◆ **Document section**:
On animation or during a smile, the gum is highly visible. On the frontal and profile views, there is excessive gum show and, normally a drooping of the tip of the nose. The upper lip can also invert becoming even thinner. This is also one of the cases where lip augmentation with fillers presents an inefficient result. Clients and aestheticians get disappointed with the lip augmentation procedure, mainly because it results in an excessive lip augmentation, leading to an unnatural look. The dynamic or muscle component which provokes the upper lip thinning is not treated. As there are many muscles that act upon the perioral area with synergistic and antagonistic behaviour, careful client selection is vital. To minimise complications, you should select clients with a very short upper lip at static position and a major gummy show at rest and during animation.
Technique
At this level, the muscle is superficial and only the first third (+/- 3 mm) of the 30-gauge needle should be inserted into the skin and muscle. The dose should be 2 or 3 units of botulinum toxin at each side, at the Yonsei point, which indicates the location of the centre of the triangle formed by:
After 15 days the client should be evaluated, focusing on the treatment effect and asymmetries. In the case of a partial result, an extra dose can be given, from 50 to 100% of the initial dose according to the percentage of the effect obtained. If asymmetry results, you will need to determine which side is still elevating excessively and an extra dose should be given to balance both sides.

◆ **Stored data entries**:

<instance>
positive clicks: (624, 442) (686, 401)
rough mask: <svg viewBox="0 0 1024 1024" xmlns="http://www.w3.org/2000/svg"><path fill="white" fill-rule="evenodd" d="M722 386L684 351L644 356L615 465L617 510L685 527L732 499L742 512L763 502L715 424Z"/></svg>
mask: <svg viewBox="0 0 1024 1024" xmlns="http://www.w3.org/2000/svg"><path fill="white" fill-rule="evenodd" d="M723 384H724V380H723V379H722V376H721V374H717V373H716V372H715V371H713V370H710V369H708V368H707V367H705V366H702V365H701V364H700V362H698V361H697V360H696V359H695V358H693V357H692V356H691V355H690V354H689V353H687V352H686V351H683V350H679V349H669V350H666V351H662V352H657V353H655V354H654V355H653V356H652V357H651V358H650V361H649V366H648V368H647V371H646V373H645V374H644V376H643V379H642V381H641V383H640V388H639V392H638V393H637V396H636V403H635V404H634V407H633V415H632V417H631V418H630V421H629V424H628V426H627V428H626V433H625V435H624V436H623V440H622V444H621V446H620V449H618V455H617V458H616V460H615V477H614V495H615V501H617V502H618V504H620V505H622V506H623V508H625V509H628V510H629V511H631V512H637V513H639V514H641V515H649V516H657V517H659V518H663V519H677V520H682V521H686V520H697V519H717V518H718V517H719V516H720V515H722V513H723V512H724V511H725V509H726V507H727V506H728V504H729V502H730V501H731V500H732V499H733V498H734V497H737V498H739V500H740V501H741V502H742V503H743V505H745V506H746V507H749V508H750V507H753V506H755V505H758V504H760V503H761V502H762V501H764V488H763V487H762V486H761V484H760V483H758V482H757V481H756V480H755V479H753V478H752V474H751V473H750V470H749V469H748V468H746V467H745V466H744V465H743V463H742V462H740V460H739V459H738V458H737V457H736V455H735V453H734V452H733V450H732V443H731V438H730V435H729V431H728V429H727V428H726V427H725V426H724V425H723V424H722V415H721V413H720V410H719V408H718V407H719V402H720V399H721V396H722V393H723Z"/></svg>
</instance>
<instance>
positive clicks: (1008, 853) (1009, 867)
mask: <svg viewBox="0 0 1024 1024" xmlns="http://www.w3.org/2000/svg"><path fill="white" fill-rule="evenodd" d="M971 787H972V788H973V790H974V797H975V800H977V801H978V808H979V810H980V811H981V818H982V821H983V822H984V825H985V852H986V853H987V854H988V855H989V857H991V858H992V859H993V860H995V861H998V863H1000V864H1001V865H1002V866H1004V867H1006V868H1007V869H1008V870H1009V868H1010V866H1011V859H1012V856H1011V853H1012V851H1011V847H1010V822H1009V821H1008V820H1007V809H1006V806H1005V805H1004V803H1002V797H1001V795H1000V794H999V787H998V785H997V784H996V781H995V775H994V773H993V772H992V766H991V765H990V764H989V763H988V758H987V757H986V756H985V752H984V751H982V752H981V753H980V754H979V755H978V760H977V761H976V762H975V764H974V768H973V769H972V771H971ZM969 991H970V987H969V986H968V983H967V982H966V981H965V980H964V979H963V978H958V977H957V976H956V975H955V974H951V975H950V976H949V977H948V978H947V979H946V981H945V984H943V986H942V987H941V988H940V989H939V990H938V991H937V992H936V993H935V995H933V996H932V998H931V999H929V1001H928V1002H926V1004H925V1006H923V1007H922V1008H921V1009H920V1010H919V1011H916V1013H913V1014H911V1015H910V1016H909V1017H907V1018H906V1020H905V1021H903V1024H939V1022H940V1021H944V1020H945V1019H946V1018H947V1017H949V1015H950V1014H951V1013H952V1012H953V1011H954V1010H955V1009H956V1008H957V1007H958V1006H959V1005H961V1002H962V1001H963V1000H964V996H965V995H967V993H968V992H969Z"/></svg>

◆ **Problem set**:
A - Reproduce part of the passage on treating a gummy smile word for word. Begin at the words "On animation or" and stop after "and during animation.".
B - According to the passage on treating a gummy smile, why is careful client selection vital? Answer in one to three sentences.
C - Continue the passage on treating a gummy smile from where it stops.

◆ **Answers for the exercise**:
A -
On animation or during a smile, the gum is highly visible. On the frontal and profile views, there is excessive gum show and, normally a drooping of the tip of the nose. The upper lip can also invert becoming even thinner. This is also one of the cases where lip augmentation with fillers presents an inefficient result. Clients and aestheticians get disappointed with the lip augmentation procedure, mainly because it results in an excessive lip augmentation, leading to an unnatural look. The dynamic or muscle component which provokes the upper lip thinning is not treated. As there are many muscles that act upon the perioral area with synergistic and antagonistic behaviour, careful client selection is vital. To minimise complications, you should select clients with a very short upper lip at static position and a major gummy show at rest and during animation.

B - Careful client selection is vital because many muscles act upon the perioral area, and they behave both synergistically and antagonistically.

C -
Complications
The most common complications with the treating gummy smiles are asymmetries and upper lip drooping. As nobody is 100% symmetric, it is important that any asymmetry should be shown to the clients before the treatment. Photographic documentation should also be undertaken. Symmetrical injections in asymmetrical clients may result in asymmetry becoming. worse. Usually, static analysis does not show any sign of imbalance; it is seen only during animation.
Mild asymmetries are tolerable and should be corrected as required by the clients. However, moderate to severe asymmetries should be corrected as soon as they are evidenced. To avoid further complications, 25 to 50 % of the initial dose should be administered and the outcome evaluated after 7–15 days.
Excessive drooping of the medial part of the upper lip can occur if excessive blocking is undertaken. As a consequence, there is excessive lateral pulling of the zygomaticus major, and the ‘joker’ smile may result. A slight blocking of the zygomaticus major may reduce the excessive lateral pulling.